Begin Dataset entries

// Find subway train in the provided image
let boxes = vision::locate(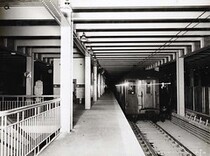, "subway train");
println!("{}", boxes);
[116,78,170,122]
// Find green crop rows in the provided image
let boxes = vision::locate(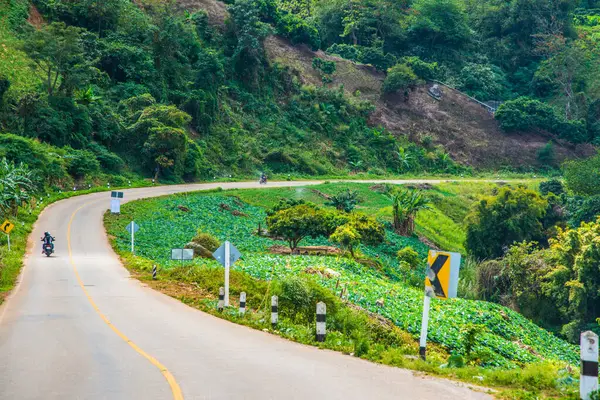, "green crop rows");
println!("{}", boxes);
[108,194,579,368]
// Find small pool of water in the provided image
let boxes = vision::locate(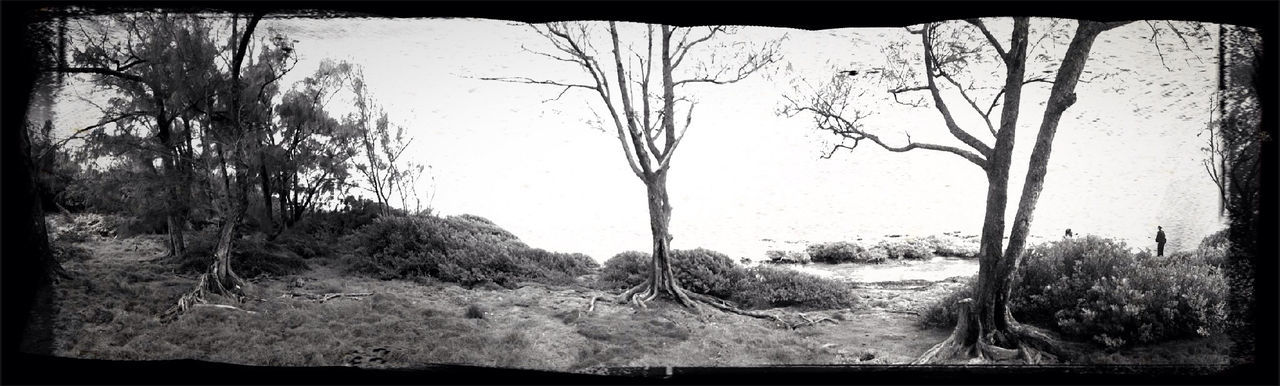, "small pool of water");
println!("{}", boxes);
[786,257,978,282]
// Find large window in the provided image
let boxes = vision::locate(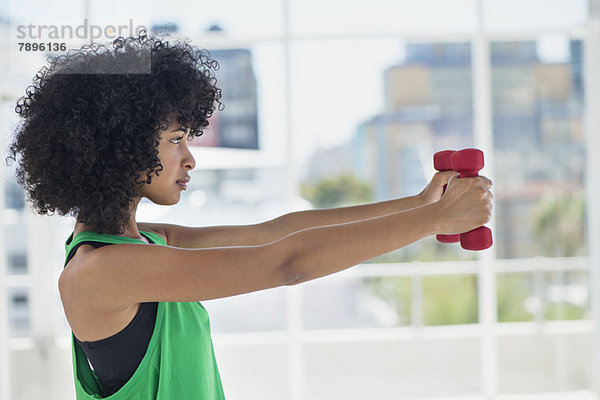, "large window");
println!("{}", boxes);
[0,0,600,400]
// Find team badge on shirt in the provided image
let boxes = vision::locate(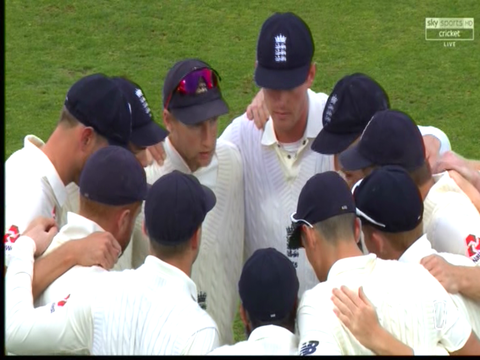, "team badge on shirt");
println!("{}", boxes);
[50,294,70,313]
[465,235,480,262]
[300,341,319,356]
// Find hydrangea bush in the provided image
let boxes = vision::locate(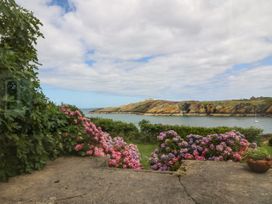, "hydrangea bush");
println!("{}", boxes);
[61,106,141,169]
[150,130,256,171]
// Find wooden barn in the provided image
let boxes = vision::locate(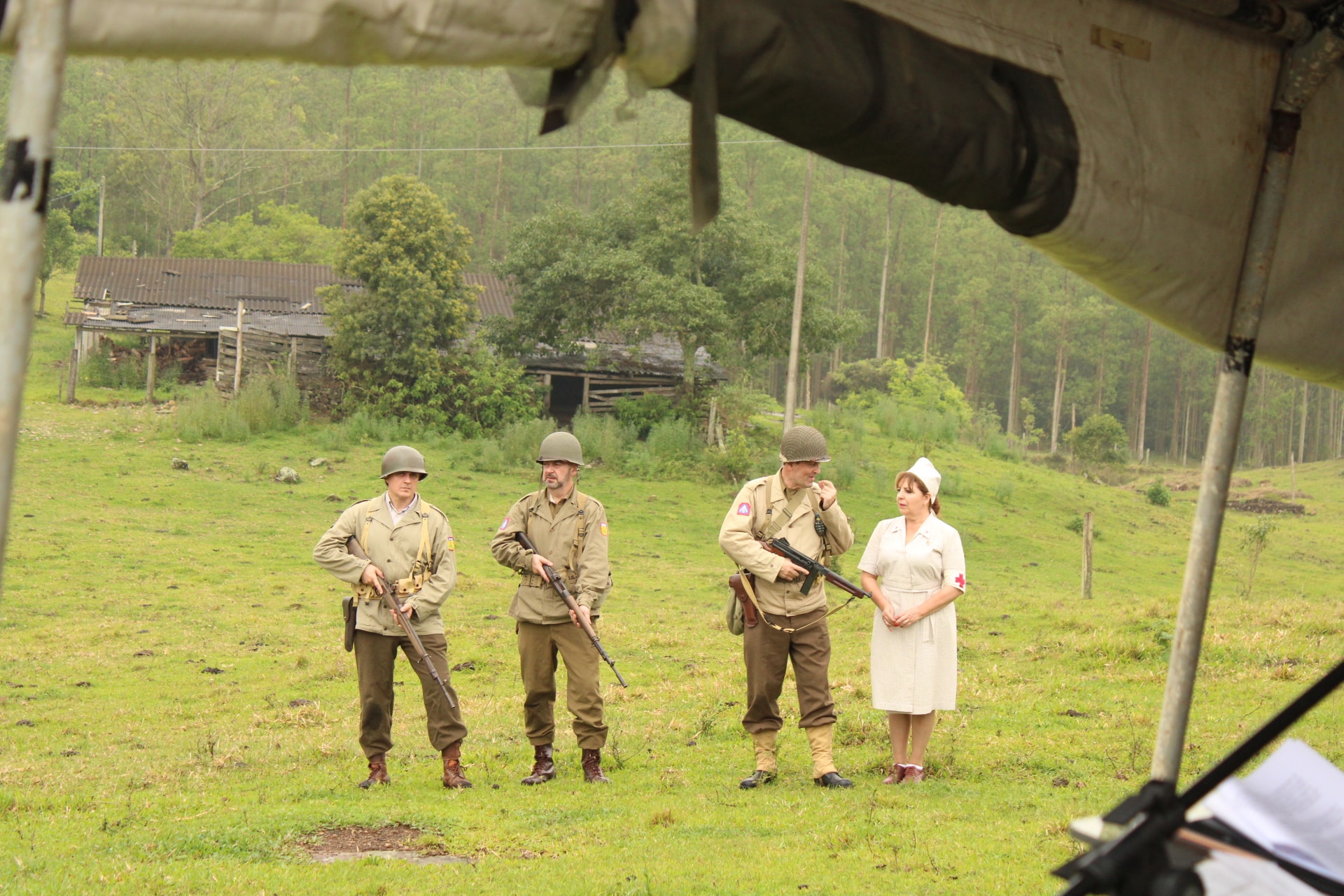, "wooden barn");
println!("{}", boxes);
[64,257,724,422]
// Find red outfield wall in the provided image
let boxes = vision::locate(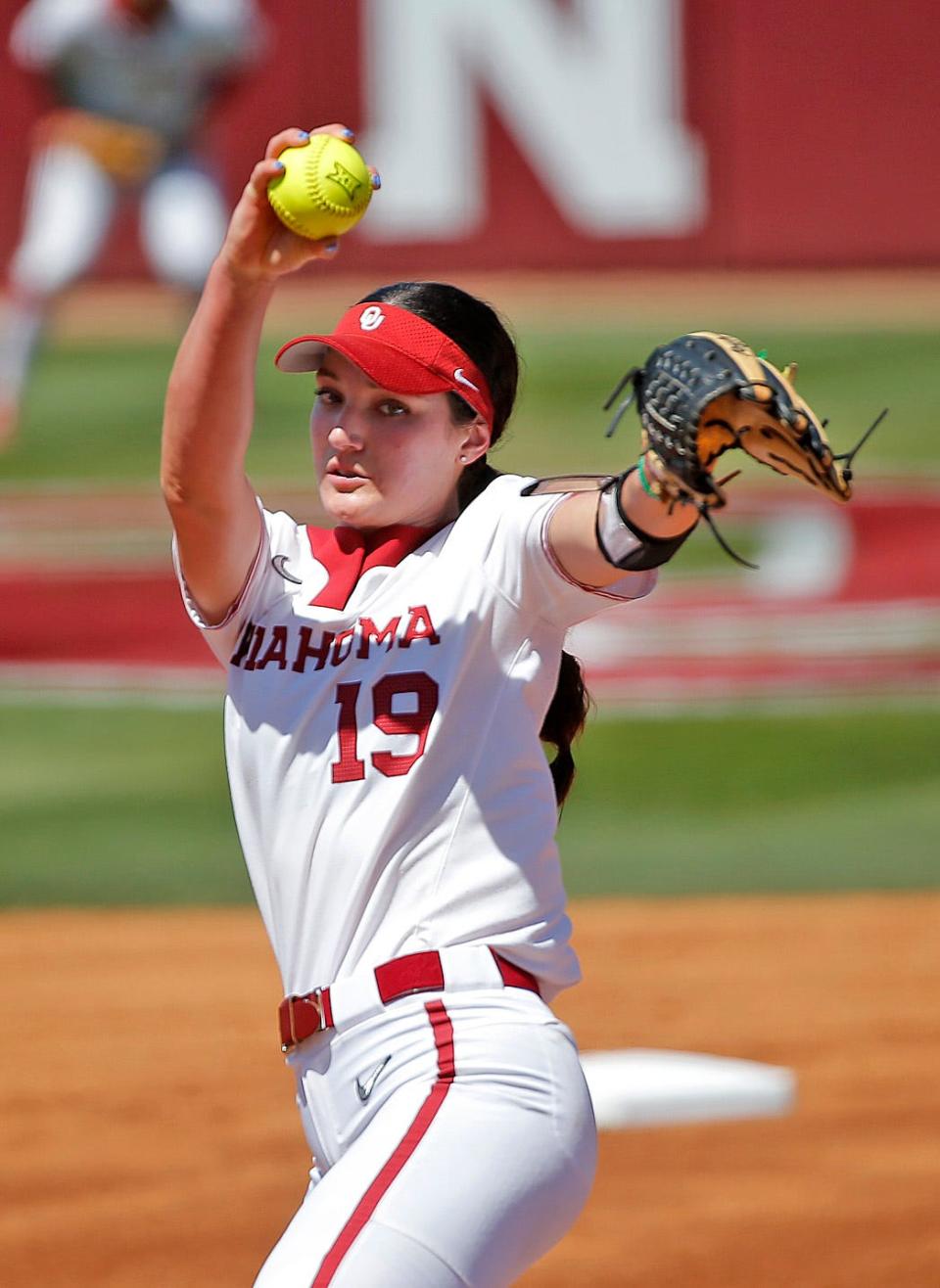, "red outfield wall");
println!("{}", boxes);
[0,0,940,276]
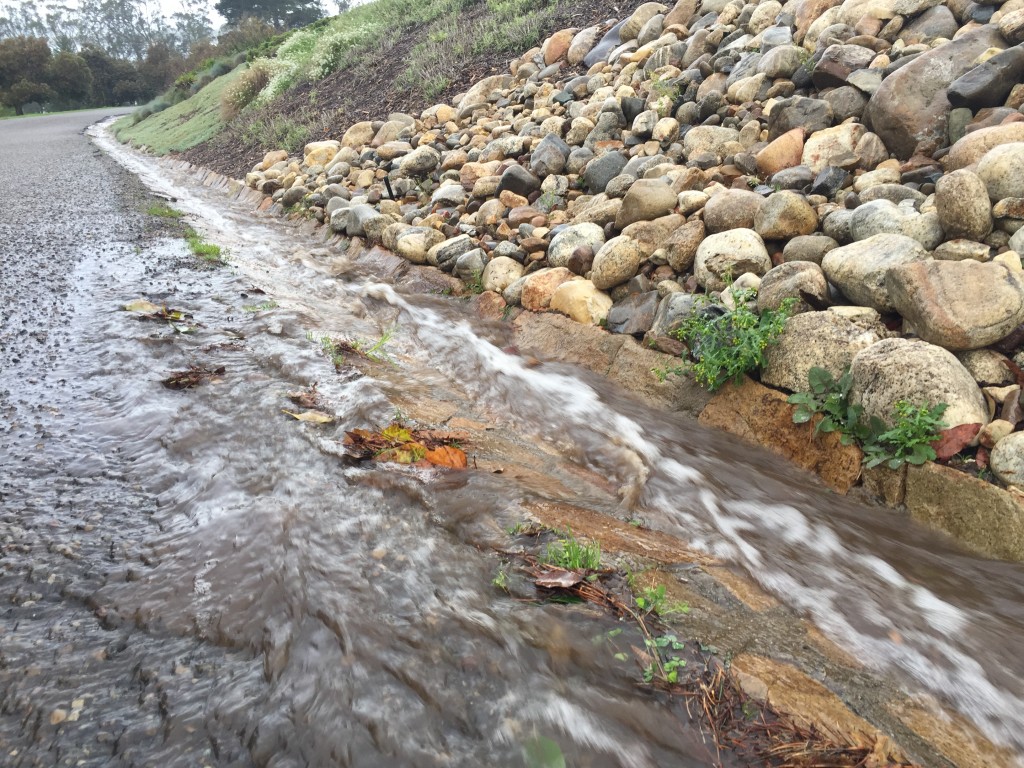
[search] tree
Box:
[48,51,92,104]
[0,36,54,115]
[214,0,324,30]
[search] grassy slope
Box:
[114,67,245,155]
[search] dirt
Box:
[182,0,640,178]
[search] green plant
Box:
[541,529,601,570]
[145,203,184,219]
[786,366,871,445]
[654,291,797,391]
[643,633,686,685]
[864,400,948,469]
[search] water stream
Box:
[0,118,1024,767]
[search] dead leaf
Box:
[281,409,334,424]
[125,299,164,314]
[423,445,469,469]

End Dataset entries

--- Given instruction ---
Copy the material above unchanged, from the line that contains "[search] grassy slope" through the end of the material, with both ends included.

--- Exercise result ---
[search] grassy slope
Box:
[114,67,245,155]
[search] dirt
Box:
[182,0,640,178]
[search] green plant
Box:
[541,529,601,570]
[145,203,184,219]
[786,366,871,445]
[654,291,797,391]
[643,633,686,685]
[864,400,948,469]
[search] water stream
Box:
[0,118,1024,767]
[search] dead leaf
Box:
[281,409,334,424]
[125,299,164,314]
[423,445,469,469]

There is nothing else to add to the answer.